Instructions to follow:
Could you write out every line of the items below again, requests included, but adjust each bounding-box coordinate in the answers by adding 147 to it? Leave the pictures out of your reply.

Raw data:
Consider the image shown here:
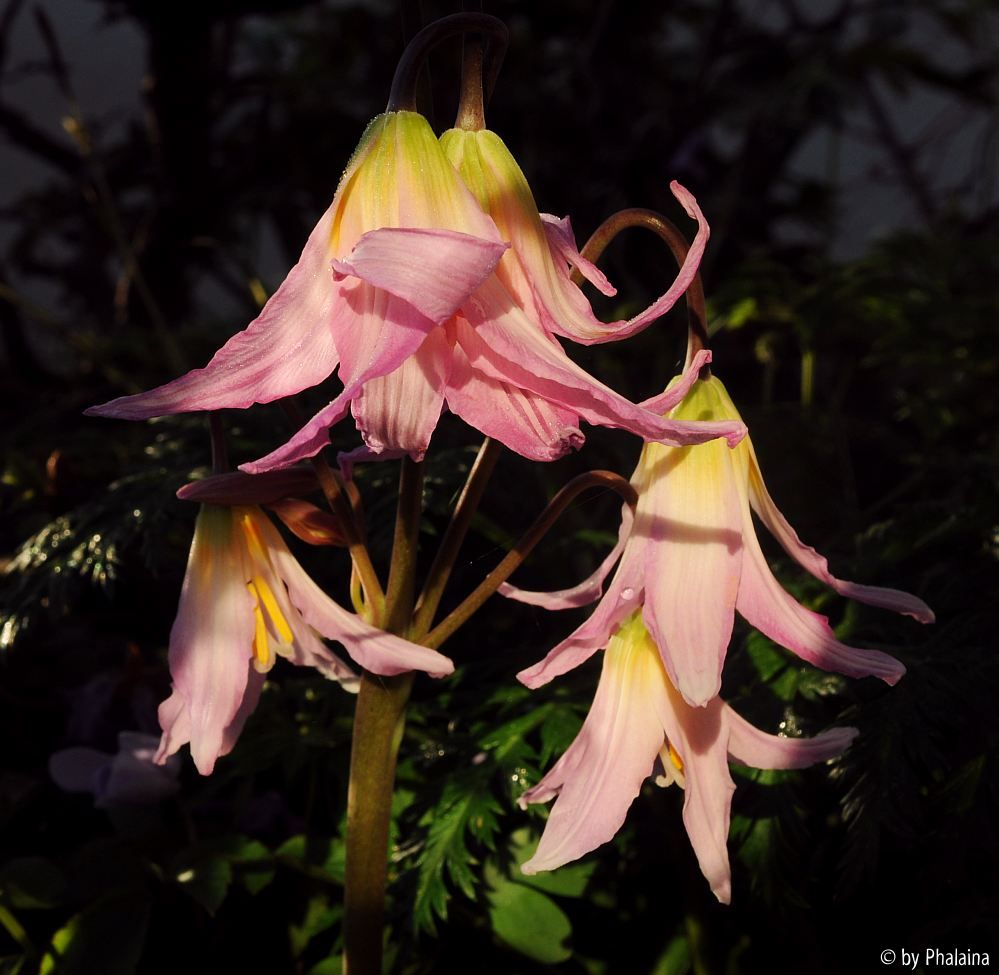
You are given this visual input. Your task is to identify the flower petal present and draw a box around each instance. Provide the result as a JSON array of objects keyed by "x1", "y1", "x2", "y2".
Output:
[
  {"x1": 736, "y1": 511, "x2": 905, "y2": 684},
  {"x1": 351, "y1": 328, "x2": 451, "y2": 460},
  {"x1": 520, "y1": 624, "x2": 665, "y2": 874},
  {"x1": 333, "y1": 227, "x2": 510, "y2": 324},
  {"x1": 725, "y1": 705, "x2": 860, "y2": 769},
  {"x1": 635, "y1": 441, "x2": 742, "y2": 707},
  {"x1": 749, "y1": 448, "x2": 935, "y2": 623},
  {"x1": 85, "y1": 206, "x2": 342, "y2": 420},
  {"x1": 445, "y1": 338, "x2": 585, "y2": 461},
  {"x1": 268, "y1": 528, "x2": 454, "y2": 677},
  {"x1": 517, "y1": 538, "x2": 644, "y2": 688},
  {"x1": 497, "y1": 505, "x2": 635, "y2": 610},
  {"x1": 456, "y1": 278, "x2": 746, "y2": 446}
]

Exercise answer:
Consider the image shown here:
You are given this visual input. Your task is to identify the flower petal present and draw a box around each instance. Provide the result as a JSON array of objects keyed by "x1", "y1", "x2", "y2".
Output:
[
  {"x1": 883, "y1": 658, "x2": 1052, "y2": 831},
  {"x1": 498, "y1": 475, "x2": 598, "y2": 607},
  {"x1": 667, "y1": 771, "x2": 812, "y2": 1021},
  {"x1": 480, "y1": 374, "x2": 657, "y2": 471},
  {"x1": 872, "y1": 852, "x2": 1007, "y2": 916},
  {"x1": 782, "y1": 588, "x2": 889, "y2": 854},
  {"x1": 896, "y1": 595, "x2": 1082, "y2": 770},
  {"x1": 232, "y1": 353, "x2": 489, "y2": 567},
  {"x1": 592, "y1": 485, "x2": 732, "y2": 608},
  {"x1": 415, "y1": 675, "x2": 601, "y2": 824},
  {"x1": 664, "y1": 685, "x2": 791, "y2": 835},
  {"x1": 644, "y1": 652, "x2": 782, "y2": 757},
  {"x1": 603, "y1": 425, "x2": 893, "y2": 593}
]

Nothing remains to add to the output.